PROBLEM REQUIREMENTS:
Return each text line of the items below verbatim, and omit the pictures from your output.

DATA TO USE:
* * * * * * *
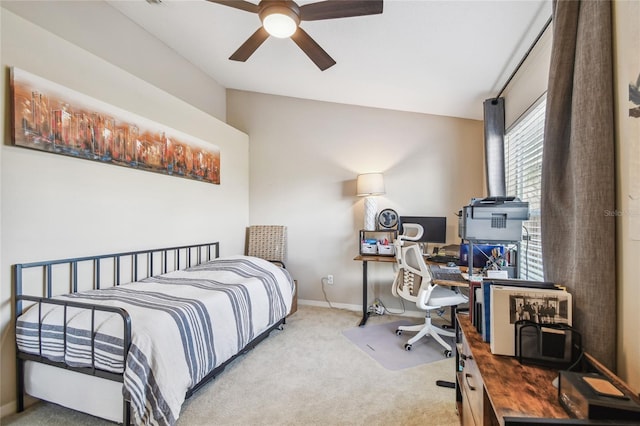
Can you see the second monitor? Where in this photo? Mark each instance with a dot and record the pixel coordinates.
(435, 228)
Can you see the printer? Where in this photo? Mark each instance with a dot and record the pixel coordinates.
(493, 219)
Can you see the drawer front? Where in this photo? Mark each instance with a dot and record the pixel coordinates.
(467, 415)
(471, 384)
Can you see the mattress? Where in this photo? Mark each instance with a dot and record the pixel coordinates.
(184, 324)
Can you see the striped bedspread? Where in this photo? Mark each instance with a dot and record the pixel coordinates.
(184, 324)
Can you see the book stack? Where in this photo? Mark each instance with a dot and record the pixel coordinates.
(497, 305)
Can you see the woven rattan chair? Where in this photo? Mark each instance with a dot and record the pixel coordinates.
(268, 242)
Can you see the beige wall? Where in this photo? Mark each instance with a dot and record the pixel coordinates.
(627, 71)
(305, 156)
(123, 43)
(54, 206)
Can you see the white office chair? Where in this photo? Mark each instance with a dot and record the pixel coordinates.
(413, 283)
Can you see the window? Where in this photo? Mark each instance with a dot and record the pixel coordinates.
* * * * * * *
WORKED ANSWER:
Can you see the second monitor? Where in this photo? Mark each instance with a dot and record the pixel coordinates.
(435, 228)
Can you see the printer? Where in this photo? Mark each instance with a dot and record the pixel coordinates.
(493, 219)
Can you see the drawer front? Where in this photo? Mark each instance with a dot and record the pixel coordinates.
(467, 415)
(471, 384)
Can you see the mattress? Where in this photo? Mark each instance with a dot and record the pixel coordinates.
(184, 324)
Can you see the striped bedspread? Where in this photo? Mark each instance with a dot and record the pixel coordinates.
(184, 324)
Can you see the book stack? Where in this photo? Mark each instance with a dot and record the pixel coordinates.
(497, 305)
Can you see the woven rattan chair? Where in this photo? Mark each instance with a dot and record the pixel coordinates.
(268, 242)
Can you see the beige wall? Where in this photo? Mark each instance with a dot and record the pixel coordinates.
(627, 71)
(305, 156)
(123, 43)
(54, 206)
Can you see the white office chair? Where in this photo? Mark each instance with a dot and record the pixel coordinates.
(413, 283)
Can you see the window? Where in this photo? Mark each instance with a dot and record the pixel coordinates.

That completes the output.